→ Exercícios propostos
a: Copie, por favor, do texto sobre o protesto contra as portagens o trecho de "Por: Diario Digital" a "pode ser pesada.".
b: Segundo o texto sobre o protesto contra as portagens, em que praça se concentrou o buzinão?
c: Prossiga o texto sobre o protesto contra as portagens a partir do ponto em que termina.

→ Texto para leitura
Por: Diario Digital Castelo Branco/Lusa
O buzinão concentrou-se na Praça Rainha D. Leonor, onde se cruzam algumas das principais artérias da cidade.
Antes disso, a organização deslocou-se ao Governo Civil de Castelo Branco, onde Alzira Serrasqueiro “manifestou total solidariedade na luta contra as portagens”, garantiu o porta-voz da comissão João Freire.
A governadora civil do distrito reafirmou à Agência Lusa não concordar com as portagens, embora neste caso se manifeste "a título pessoal".
No governo civil ficou uma cópia das 35 mil assinaturas recolhidas nos últimos meses, documento que já esta semana chegou à Assembleia da República.
Apesar da divulgação feita pela comissão nos últimos meses, o valor das portagens continua a ser uma incógnita para muitos utentes, embora saibam que a fatura pode ser pesada.
Judite Correia foi apanhada no buzinão de Castelo Branco, depois de já se ter cruzado no protesto do Fundão, onde tem família.

→ Dados fornecidos
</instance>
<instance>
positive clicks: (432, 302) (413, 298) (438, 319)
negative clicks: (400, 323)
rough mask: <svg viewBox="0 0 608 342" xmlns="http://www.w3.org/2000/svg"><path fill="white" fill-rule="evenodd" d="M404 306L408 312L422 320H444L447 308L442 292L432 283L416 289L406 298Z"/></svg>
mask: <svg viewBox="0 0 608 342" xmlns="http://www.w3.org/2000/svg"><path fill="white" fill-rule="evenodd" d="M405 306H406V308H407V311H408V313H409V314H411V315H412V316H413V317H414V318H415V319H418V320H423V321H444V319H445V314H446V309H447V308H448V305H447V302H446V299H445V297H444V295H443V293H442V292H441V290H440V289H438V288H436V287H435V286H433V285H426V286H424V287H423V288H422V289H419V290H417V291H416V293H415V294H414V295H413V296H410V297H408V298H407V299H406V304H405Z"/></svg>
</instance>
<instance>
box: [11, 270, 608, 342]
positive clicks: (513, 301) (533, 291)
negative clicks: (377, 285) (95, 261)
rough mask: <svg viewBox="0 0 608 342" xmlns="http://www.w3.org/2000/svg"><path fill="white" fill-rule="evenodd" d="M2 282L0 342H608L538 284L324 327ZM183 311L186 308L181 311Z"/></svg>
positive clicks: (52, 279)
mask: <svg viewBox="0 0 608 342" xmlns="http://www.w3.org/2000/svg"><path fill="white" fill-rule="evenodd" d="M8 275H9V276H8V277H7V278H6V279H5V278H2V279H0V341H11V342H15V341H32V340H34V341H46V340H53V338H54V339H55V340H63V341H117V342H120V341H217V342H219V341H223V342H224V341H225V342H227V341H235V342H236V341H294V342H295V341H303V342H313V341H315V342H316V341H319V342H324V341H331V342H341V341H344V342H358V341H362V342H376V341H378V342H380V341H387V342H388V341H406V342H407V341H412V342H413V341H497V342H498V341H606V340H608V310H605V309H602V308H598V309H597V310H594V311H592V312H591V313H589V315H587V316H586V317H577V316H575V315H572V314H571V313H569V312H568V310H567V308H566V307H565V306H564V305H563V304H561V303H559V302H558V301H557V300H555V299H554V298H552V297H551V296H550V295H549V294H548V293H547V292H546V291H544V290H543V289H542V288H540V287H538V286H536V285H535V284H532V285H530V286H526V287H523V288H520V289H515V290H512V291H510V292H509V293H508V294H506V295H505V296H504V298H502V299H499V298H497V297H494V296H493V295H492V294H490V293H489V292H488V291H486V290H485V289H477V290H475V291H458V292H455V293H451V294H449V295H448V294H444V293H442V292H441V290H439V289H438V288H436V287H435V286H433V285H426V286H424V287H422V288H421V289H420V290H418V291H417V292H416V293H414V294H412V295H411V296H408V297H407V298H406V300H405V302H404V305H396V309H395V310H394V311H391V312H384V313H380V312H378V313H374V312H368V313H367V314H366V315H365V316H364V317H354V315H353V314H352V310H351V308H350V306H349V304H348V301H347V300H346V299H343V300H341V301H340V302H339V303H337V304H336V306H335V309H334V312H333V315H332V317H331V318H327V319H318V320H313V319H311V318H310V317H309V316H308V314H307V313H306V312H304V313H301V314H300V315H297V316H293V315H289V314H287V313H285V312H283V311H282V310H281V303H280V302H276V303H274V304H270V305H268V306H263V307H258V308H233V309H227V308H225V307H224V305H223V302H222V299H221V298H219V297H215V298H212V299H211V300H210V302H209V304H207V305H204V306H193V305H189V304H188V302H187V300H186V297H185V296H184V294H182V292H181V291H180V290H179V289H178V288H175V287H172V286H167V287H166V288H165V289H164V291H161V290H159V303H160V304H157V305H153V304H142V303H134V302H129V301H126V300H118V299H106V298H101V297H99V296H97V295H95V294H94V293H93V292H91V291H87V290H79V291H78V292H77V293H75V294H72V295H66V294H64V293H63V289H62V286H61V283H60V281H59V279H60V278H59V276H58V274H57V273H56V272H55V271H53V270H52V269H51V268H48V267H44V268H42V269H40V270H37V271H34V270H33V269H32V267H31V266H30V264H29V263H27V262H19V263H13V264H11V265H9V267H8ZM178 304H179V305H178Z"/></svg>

→ Respostas por tarefa
a:
Por: Diario Digital Castelo Branco/Lusa
O buzinão concentrou-se na Praça Rainha D. Leonor, onde se cruzam algumas das principais artérias da cidade.
Antes disso, a organização deslocou-se ao Governo Civil de Castelo Branco, onde Alzira Serrasqueiro “manifestou total solidariedade na luta contra as portagens”, garantiu o porta-voz da comissão João Freire.
A governadora civil do distrito reafirmou à Agência Lusa não concordar com as portagens, embora neste caso se manifeste "a título pessoal".
No governo civil ficou uma cópia das 35 mil assinaturas recolhidas nos últimos meses, documento que já esta semana chegou à Assembleia da República.
Apesar da divulgação feita pela comissão nos últimos meses, o valor das portagens continua a ser uma incógnita para muitos utentes, embora saibam que a fatura pode ser pesada.

b: Na Praça Rainha D. Leonor.

c:
“O meu pai diz que vai gastar mais em portagens do que em gasóleo”, referiu, em relação ao familiar que se desloca várias vezes por semana a Portalegre.
“Uma pessoa que trabalhe da Guarda e viva em Castelo Branco tem um custo superior a 15 euros por dia”, disse João Freire, com base no preço de 8 cêntimos por quilómetro.
Os buzinões na Covilhã, Fundão e Castelo Branco são o fim de um ciclo de protestos, que vão continuar em abril na manifestação conjunta com um movimento de empresários prevista para dia 3 na Covilhã e a marcha lenta que vai percorrer todos os distritos no dia 8.